I got stopped out because I panicked, I averaged a little too aggressively and too early, OUTRIGHT. I didn't want to take a loss because it had been quiet for 3 days in a row before that and I 'could not afford to just give that back'. Well guess what, it took everything I had made for the month up to that point. Back to square 1.

Later that day, I sat with my friend and I told him I'm the unluckiest guy in the world AGAIN. I said three times.. "there's nothing I could do...". And I quickly learned that type of bullsh*t talk like that gets you nowhere in the game. He helped me out big time by being hard on me. I'll never forget this advice, and I execute similar principles even today.. so here were my REAL options:

*1.* Exit half out for 1-tick loss immediately after a few minutes, and leave the other half to exit for a 1-tick profit above my scratch (getting half-out helps you much better psychologically, and you can average half back in at a better price later on and be much more comfortable) 
*2.* Don't average unless it's double the distance of what I normally average in a position I want. This buys you more time in the game and lets you think rationally for a bit longer instead of hoping it turns back.

== Records shown ==

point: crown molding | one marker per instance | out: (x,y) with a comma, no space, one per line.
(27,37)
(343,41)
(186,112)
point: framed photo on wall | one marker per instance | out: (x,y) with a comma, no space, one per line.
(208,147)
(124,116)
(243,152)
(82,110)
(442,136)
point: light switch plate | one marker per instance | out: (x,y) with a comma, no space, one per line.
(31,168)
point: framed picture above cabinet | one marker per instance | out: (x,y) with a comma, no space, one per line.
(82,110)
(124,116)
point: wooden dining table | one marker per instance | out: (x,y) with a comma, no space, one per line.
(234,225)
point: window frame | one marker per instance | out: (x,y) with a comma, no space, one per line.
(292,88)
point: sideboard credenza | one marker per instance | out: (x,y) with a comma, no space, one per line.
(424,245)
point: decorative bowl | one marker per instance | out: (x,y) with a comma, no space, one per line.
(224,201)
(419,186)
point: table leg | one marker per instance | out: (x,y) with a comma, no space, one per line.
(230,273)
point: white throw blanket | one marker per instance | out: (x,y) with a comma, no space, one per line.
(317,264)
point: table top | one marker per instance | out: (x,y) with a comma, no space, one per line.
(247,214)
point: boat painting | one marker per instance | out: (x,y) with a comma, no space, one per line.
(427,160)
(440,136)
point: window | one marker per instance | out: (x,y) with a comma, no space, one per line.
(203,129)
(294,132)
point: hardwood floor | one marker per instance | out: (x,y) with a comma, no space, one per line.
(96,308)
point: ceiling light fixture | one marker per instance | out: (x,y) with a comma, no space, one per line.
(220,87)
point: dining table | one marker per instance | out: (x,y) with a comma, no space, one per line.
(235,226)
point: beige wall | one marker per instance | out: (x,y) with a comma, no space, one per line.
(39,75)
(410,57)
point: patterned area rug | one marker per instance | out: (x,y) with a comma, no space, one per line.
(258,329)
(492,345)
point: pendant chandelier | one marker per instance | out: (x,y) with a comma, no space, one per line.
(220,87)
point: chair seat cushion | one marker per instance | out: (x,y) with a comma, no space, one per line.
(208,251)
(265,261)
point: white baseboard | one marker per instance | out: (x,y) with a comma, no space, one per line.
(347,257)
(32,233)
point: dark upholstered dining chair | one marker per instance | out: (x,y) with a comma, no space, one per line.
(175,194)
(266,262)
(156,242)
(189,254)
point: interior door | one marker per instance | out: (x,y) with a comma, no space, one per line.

...

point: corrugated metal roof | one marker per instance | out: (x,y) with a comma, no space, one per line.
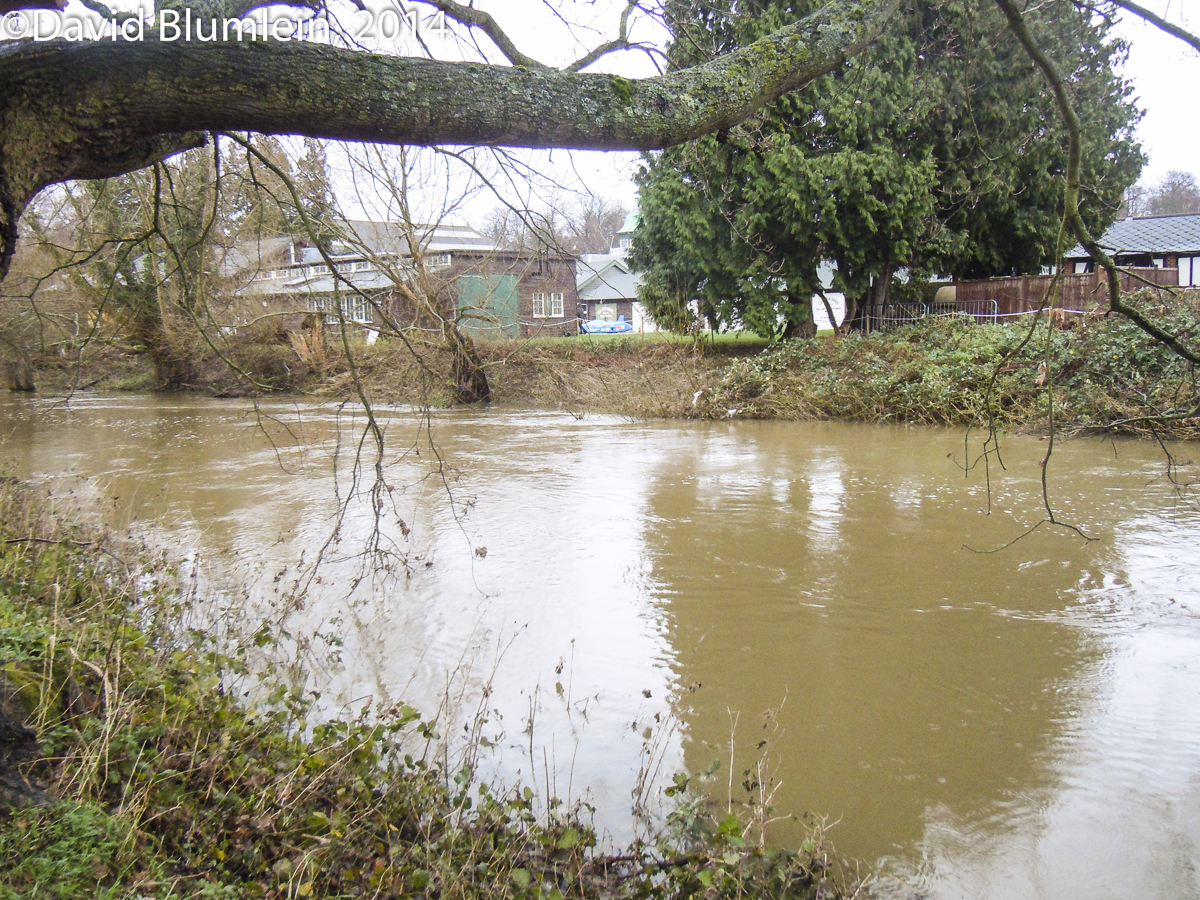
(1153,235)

== Exercise set ==
[a] Say whether each statement agrees with the post about getting stopped out in trading. Answer yes or no for each, and quote the words from the post that settle it.
(i) It had been quiet for three days in a row before the loss.
(ii) The loss took only part of what the writer had made that month.
(iii) The friend helped by being easy on the writer.
[b] In the trading post, what does the second option say it gives you?
[c] Extend the trading post, picking up right after its last sentence.

== Answers to the problems ==
[a]
(i) Yes: "it had been quiet for 3 days in a row before that"
(ii) No: "it took everything I had made for the month up to that point"
(iii) No: "He helped me out big time by being hard on me."

[b] It buys you more time in the game and lets you think rationally for a bit longer instead of hoping the trade turns back.

[c]
If you aren't staying sharp, focused, concentrated, and if you worry too much about your recent daily/weekly profits when you're trying to make a 10-15 year career out of this, then you will be viciously beaten up and left bleeding on the floor when it's done with you.



skc said:


> Sommi,
> 
> Great thread and it's very noble of you to give back to the forum.
> 
> Can you show us your equity curve / account P&L chart? Take the scale off or re-based it per contract (if your limit has been increased over time). I've always wondered what a bond spreader's curve looks like.
> 
> I can show you mine if you show me yours




This doesn't include the past few months. I have had hiccups recently, though I've definitely been positive as each month goes on. This is a cumulative PNL and I've highlighted two significant points of interest.


----------



## CanOz

*Incredible,* well done Sommi

Thanks for sharing! I want to read this in a book one day, you're a good writer too.

CanOz


----------



## boofis

sommi said:


> Btw, trading isn't all a fairytale either. There's a chance you can hurt yourself more by doing these spreads, but that's the game, get ready to step back in the ring and put up another fight. Always leave ammunition in your gun.




I fail to see how spreading can hurt ones account more than outright directional trading. ?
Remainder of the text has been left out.